_STATED PROBLEM 1_. Using the report on the Hong Kong SME survey, decide whether each statement agrees with it: (a) 559 SMEs were interviewed in the latest survey; (b) the risk assessment index fell this quarter; (c) the overall index for manufacturing industries went down. Answer yes or no for each, quoting the words of the report that settle it.
_STATED PROBLEM 2_. Pick up the report on the Hong Kong SME survey after its final sentence and write the next part.

_SUPPLIED PASSAGE_.

Local small and medium-sized enterprises (SMEs) generally remain positive towards Hong Kong's business operating environment in the first quarter of 2006, according to the latest findings of a survey conducted by the SME Centre of the Hong Kong Productivity Council (HKPC) in January 2006.

The survey on "Business Operating Environment Index for SMEs", initiated by HKPC in 1998, is conducted quarterly to gauge the views of Hong Kong's SMEs in the areas of market opportunities, financial and investment situation, operating costs, human resources and risk assessment. In the latest survey, a total of 559 SMEs were interviewed, of which 306 came from the services sector and 253 from the manufacturing sector.

Commenting on the survey findings, Mr Vincent Li, General Manager (Enterprise Value & Logistics Consultancy) of HKPC said, "Compared to the last quarter's findings, no significant change was reported in the overall index which stood at 6.9%. The overall business sentiment for local SMEs remain positive."

Sub-indexes covering market opportunities, operating costs and human resources all reported no significant variance for the first quarter of 2006, with the indexes scoring -7.4%, 22% and 17.5% respectively. "As local SMEs are generally taking a 'wait and see' attitude towards the market situation, they do not expect major changes in human resources and operation costs in the coming months," Mr Li said.

"The risk assessment index, on the other hand, showed the most noticeable increase of 9 percentage points (from 6.7% to 15.6%), reflecting the gradual dissipation of business risks as the market stabilizes," he added.

"Also notable is the financial and investment index with a further drop of 4 percentage points from -4.8% in the last survey to -8%. As the interest rates continue to rise, majority of the SMEs expect heavier financial burdens in the coming months," he said.

In terms of sectoral differences, the overall business operating index for manufacturing industries recorded an increase of 2 percentage points, with the index scoring 8.4%; whereas the services industries slightly dropped 1.5 percentage point from 7.2% in the last survey to 5.7%. "While the manufacturing sector is more optimistic than the services sector in terms of market opportunities, operating costs and human resources, the latter is more positive in risk assessment factor," he added.

"A closer look at individual industries revealed that the clothing and textiles sector is most positive about their business prospects," he said.

Items from a labeling collection:
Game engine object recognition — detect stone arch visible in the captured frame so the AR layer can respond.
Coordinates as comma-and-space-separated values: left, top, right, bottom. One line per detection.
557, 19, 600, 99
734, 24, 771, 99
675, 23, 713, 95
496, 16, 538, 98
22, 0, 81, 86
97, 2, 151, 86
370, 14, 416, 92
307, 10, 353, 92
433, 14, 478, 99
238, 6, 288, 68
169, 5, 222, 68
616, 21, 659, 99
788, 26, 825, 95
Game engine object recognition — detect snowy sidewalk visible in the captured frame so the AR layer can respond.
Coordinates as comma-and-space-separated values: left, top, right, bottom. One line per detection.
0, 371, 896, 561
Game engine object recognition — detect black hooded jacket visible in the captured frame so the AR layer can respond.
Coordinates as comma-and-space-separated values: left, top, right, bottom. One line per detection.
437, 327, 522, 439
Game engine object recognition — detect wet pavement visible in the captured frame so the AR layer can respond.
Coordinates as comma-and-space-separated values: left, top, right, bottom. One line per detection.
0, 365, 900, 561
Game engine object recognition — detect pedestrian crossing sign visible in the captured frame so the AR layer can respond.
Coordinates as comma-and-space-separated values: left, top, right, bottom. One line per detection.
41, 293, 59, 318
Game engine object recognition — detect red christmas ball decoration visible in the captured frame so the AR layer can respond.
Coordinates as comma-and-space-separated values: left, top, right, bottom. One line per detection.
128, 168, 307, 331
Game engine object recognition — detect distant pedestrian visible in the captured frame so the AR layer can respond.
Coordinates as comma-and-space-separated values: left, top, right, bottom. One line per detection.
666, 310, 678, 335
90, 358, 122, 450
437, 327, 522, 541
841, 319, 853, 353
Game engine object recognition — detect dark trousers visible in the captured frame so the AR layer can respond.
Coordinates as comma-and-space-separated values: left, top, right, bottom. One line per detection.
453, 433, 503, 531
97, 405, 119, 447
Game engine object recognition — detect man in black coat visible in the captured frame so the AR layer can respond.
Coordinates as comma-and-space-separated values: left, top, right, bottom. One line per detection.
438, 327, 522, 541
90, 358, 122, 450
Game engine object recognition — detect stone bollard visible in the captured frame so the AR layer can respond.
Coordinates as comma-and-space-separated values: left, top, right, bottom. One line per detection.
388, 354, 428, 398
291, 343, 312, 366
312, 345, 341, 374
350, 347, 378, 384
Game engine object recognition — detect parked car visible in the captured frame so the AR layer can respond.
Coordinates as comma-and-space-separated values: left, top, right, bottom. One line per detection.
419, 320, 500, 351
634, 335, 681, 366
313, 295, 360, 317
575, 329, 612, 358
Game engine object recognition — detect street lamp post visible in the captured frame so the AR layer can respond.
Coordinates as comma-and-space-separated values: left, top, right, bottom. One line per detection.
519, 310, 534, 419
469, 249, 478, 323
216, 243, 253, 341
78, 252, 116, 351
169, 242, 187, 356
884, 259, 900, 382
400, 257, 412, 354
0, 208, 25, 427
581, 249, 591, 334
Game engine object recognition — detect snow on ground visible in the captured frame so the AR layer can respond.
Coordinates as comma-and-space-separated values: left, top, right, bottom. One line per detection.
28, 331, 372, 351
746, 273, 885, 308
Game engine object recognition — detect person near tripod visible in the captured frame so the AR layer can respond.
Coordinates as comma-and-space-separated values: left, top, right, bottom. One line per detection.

==

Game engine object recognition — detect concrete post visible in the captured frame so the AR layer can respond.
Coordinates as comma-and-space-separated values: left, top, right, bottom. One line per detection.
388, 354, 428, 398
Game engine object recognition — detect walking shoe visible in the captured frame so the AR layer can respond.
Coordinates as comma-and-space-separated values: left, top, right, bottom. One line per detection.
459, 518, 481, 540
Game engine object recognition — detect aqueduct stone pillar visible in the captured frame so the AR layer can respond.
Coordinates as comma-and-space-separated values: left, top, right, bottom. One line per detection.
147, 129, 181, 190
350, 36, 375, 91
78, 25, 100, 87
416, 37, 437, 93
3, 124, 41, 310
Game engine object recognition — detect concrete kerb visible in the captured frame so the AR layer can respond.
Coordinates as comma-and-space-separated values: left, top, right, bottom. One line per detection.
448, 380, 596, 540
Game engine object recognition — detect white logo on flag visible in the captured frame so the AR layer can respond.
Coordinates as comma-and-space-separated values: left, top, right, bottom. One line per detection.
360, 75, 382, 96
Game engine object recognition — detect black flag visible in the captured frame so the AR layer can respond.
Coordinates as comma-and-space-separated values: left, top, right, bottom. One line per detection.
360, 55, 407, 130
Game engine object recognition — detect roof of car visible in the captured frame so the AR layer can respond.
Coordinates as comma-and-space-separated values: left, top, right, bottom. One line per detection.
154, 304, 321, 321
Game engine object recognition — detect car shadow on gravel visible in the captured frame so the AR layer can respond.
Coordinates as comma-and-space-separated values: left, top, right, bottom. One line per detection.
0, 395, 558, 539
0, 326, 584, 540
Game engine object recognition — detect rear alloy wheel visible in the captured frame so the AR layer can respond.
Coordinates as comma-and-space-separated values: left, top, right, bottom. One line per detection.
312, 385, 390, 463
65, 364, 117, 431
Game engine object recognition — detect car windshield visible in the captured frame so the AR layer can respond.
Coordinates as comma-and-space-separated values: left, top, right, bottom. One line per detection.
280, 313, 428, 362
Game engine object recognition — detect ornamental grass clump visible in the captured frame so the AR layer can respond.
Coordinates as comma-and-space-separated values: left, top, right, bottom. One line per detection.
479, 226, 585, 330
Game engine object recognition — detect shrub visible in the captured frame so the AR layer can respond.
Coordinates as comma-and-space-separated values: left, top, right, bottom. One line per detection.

...

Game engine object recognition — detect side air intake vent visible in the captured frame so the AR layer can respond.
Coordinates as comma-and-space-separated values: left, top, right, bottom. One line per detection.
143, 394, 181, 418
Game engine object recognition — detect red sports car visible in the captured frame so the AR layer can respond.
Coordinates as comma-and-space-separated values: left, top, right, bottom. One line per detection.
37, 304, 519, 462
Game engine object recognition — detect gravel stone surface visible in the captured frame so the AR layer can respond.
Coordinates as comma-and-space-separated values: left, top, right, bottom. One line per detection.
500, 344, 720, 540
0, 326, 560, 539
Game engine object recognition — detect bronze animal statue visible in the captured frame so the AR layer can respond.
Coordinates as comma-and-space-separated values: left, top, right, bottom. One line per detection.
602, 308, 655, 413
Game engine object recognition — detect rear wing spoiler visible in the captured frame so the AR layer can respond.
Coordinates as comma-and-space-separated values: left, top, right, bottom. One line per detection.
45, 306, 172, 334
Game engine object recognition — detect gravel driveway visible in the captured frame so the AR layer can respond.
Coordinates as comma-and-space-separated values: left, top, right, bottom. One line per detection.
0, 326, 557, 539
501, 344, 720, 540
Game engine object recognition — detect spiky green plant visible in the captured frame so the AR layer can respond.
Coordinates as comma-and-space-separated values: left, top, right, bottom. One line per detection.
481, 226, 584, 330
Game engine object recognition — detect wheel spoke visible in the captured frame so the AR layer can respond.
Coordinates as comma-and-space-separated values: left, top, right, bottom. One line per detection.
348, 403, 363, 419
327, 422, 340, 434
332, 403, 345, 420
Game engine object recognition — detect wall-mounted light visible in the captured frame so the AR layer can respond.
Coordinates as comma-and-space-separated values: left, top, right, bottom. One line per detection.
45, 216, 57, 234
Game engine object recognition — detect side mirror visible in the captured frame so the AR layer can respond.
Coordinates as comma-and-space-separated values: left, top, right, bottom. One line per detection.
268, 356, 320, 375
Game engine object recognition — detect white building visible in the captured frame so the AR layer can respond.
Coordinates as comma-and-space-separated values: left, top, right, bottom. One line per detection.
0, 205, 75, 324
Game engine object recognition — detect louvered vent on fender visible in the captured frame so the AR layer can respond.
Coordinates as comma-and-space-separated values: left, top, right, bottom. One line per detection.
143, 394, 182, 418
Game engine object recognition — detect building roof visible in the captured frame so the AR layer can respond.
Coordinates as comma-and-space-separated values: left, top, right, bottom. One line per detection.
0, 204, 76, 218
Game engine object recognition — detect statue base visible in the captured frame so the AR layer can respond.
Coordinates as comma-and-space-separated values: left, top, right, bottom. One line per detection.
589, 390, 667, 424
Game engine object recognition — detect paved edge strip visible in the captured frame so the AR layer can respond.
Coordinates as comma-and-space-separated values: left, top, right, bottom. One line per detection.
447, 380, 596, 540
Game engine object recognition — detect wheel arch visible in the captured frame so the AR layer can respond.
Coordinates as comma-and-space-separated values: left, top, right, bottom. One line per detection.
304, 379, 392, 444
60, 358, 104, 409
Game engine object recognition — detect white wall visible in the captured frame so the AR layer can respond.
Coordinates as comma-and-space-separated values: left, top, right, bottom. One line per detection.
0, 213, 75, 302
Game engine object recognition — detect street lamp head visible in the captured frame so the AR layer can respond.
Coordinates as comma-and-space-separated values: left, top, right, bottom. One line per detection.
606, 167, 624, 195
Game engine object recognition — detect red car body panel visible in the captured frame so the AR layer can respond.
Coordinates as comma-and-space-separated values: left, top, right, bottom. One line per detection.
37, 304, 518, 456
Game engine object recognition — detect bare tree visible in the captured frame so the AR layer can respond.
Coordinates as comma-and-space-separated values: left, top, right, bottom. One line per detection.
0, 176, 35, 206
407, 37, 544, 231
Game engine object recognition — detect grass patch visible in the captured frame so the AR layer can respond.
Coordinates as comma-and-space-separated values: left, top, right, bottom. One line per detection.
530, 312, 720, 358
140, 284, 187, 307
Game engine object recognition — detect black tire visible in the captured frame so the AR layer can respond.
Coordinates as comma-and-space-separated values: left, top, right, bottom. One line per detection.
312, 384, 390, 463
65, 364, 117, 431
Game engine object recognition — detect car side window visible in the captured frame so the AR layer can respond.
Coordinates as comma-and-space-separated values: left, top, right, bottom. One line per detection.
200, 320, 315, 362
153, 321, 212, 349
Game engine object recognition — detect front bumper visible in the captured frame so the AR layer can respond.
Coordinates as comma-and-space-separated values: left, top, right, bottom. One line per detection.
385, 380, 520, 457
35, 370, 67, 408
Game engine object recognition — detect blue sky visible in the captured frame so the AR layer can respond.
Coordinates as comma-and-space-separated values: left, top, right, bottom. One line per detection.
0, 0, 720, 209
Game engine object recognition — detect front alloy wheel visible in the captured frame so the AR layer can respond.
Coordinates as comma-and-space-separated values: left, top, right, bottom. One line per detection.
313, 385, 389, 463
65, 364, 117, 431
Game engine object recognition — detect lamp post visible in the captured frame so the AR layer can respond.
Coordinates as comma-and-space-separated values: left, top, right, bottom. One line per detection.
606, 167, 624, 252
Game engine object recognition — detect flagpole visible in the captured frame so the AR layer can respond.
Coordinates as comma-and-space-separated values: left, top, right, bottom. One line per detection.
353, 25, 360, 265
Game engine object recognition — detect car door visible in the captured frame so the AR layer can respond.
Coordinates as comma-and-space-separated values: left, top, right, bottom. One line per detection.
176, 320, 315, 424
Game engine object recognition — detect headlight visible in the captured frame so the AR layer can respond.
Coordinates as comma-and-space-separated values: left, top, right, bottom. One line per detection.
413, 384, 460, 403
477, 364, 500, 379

_WRITTEN REPLY 1_.
(a) Yes: "a total of 559 SMEs were interviewed"
(b) No: "The risk assessment index, on the other hand, showed the most noticeable increase"
(c) No: "the overall business operating index for manufacturing industries recorded an increase"

_WRITTEN REPLY 2_.
Regarding SMEs' projection on their business performance in the coming 12 months, the expected average increase was 2.7%, a slight drop of 0.2 percentage point.

The survey also provided a comparison on SMEs' expectation of salary adjustment between their local and Mainland operations. It was found that 39% of their local operations would have a salary increase in 2006, as compared to 43% in their Mainland operations, with average salary increase at 3.4% and 4.7% respectively. "The survey, on the other hand, found that 40% of the local SMEs would offer their staff with year-end bonus or cash rewards. Among them, 55% estimated that the bonus or cash rewards would be equivalent to half to one-month salary," Mr Li added.

Concerning staff recruitment, 81% of local SMEs would maintain the existing level of workforce during the year, while 17% were likely to employ more staff, with 18% forecasting increases of more than 10%. For those who had business operations in the Mainland, 27% expressed that they would employ more staff there. Among them, 38% expected that the increase would exceed 10%. "SMEs require more employee for their operations in the Mainland in order to cope with their business needs," Mr Li said.

In addition, the survey showed that executives and supervisors involved in "sales and marketing", "production" and "procurement" were most needed by a majority of SMEs, whereas personnel having working experience on "sales and marketing" and "production" were required to fill the general posts.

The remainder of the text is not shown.